## PROBLEM TO WORK ON
In the article on OSHA's proposed silica rules below, retype everything from "The Occupational Safety" down to "silicosis each year." without altering any words or punctuation.
Segment Start: TEXT PROVIDED
The Occupational Safety and Health Administration proposed long-awaited rules on Friday to limit crystalline silica, a move it said would prevent nearly 700 deaths a year by reducing exposure to these very small particles that can cause lung cancer and other diseases.

OSHA faced heavy pressure from labor leaders, who argued that the current exposure limits, adopted four decades ago, were lax and should be strengthened to prevent silicosis, an irreversible respiratory disease that can be fatal. But business groups lobbied against the proposal, questioning whether it would be feasible to carry out and noting that silicosis deaths were declining.

“Exposure to silica can be deadly, and limiting that exposure is essential,” said David Michaels, the assistant secretary of labor in charge of OSHA. He estimated that the proposed rule would prevent 1,600 new cases of silicosis each year.

Dr. Michaels said the rules — issued after two and a half years of delay — would affect 534,000 businesses, 90 percent of them in construction. He said it would cost industry $640 million to comply with the new rules, averaging $1,242 a company — but he estimated that the total benefits would exceed $4 billion.

Crystalline silica — tiny particles no more than one-hundredth the size of grains of sand — is created during work with stone, concrete, brick or mortar. It can occur during sawing, grinding and drilling and is common in glass manufacturing and sand blasting. One government study found that many workers in hydraulic fracturing, known as fracking, were exposed to 10 times the permissible level of silica.

Dr. Michaels said, “Every year, exposed workers not only lose their ability to work but also to breathe. This proposal is expected to prevent thousands of deaths from silicosis — an incurable and progressive disease — as well as lung cancer.”

He said the public would have 90 days to submit written comments before public hearings would be held.

Marc Freedman, executive director of labor law policy at the United States Chamber of Commerce, questioned the need for the rules. For general industry and maritime, the proposed permissible exposure levels will be cut to 50 micrograms a cubic meter of air from 100 micrograms. The construction industry’s exposure levels will be cut 80 percent, to 50 micrograms from 250 in a cubic meter of air.
Segment End: TEXT PROVIDED
Segment Start: DATASET CONTENT
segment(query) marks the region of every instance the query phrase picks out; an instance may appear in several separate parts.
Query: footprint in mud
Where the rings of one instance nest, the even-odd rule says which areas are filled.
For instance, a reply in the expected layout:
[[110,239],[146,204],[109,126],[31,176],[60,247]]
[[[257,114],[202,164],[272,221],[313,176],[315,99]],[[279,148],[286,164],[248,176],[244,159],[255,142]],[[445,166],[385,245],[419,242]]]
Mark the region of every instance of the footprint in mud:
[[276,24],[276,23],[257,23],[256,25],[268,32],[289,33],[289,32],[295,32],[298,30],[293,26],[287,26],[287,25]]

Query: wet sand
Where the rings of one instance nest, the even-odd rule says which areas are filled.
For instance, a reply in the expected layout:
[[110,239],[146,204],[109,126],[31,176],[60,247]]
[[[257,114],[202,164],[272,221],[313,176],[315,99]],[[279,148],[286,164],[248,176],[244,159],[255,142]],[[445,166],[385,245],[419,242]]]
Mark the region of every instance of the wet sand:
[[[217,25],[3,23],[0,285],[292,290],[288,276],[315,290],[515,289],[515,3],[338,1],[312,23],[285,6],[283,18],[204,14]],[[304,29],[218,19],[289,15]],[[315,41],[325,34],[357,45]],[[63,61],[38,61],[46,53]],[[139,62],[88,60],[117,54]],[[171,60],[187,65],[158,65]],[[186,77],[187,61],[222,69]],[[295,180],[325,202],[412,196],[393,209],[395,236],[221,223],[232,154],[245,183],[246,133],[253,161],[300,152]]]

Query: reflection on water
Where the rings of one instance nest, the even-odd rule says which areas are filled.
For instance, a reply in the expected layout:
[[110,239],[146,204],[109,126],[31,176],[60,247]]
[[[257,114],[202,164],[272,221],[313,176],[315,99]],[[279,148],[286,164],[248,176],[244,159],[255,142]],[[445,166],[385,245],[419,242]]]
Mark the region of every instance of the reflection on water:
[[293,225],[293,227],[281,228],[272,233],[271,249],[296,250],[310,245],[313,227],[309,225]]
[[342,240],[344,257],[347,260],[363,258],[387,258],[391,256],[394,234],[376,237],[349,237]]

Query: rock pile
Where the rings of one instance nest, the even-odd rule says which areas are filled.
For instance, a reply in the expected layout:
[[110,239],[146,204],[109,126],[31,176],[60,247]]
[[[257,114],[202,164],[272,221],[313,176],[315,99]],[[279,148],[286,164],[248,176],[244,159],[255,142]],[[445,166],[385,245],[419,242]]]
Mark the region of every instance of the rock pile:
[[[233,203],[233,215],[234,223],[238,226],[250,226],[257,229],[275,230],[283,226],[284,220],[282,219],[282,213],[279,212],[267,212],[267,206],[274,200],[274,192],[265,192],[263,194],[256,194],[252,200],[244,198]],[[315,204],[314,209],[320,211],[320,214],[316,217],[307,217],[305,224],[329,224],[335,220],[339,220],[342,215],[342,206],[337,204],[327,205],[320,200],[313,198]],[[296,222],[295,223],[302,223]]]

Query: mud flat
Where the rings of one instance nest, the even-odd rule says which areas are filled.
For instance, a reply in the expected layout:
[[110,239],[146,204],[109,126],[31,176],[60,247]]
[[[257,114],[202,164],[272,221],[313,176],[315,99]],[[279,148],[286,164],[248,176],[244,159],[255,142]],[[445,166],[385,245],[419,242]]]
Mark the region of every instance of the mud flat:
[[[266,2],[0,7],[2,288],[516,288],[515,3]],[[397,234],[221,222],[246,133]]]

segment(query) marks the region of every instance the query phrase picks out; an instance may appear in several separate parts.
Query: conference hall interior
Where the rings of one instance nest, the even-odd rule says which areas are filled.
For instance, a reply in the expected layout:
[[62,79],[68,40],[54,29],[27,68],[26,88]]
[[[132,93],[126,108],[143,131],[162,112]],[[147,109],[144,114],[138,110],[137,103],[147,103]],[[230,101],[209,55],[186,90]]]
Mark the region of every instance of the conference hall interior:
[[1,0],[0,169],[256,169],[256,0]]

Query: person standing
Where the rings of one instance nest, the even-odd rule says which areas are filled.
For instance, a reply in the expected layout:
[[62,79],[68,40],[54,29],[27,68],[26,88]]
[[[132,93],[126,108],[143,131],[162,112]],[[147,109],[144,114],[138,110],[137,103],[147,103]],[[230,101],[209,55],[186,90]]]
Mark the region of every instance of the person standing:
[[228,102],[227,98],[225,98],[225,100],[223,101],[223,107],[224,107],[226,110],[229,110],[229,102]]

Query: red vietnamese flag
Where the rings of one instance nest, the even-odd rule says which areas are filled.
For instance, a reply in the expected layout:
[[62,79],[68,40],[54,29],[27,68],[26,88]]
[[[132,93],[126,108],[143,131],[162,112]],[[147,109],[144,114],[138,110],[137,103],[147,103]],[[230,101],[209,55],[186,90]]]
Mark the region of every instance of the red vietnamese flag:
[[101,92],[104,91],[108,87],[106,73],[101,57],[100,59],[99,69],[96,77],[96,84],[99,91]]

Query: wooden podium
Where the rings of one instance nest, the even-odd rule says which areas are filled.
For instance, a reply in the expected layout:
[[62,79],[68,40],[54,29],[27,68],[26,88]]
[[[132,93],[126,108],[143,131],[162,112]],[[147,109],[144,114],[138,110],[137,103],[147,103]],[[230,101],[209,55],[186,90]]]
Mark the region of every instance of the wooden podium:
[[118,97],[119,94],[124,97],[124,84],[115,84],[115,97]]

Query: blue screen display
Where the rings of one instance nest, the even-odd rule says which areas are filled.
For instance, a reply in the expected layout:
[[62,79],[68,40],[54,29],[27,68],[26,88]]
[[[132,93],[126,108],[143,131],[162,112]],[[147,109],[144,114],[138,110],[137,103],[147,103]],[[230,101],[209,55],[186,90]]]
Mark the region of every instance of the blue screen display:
Segment End: DATASET CONTENT
## OUTPUT OF THE TASK
The Occupational Safety and Health Administration proposed long-awaited rules on Friday to limit crystalline silica, a move it said would prevent nearly 700 deaths a year by reducing exposure to these very small particles that can cause lung cancer and other diseases.

OSHA faced heavy pressure from labor leaders, who argued that the current exposure limits, adopted four decades ago, were lax and should be strengthened to prevent silicosis, an irreversible respiratory disease that can be fatal. But business groups lobbied against the proposal, questioning whether it would be feasible to carry out and noting that silicosis deaths were declining.

“Exposure to silica can be deadly, and limiting that exposure is essential,” said David Michaels, the assistant secretary of labor in charge of OSHA. He estimated that the proposed rule would prevent 1,600 new cases of silicosis each year.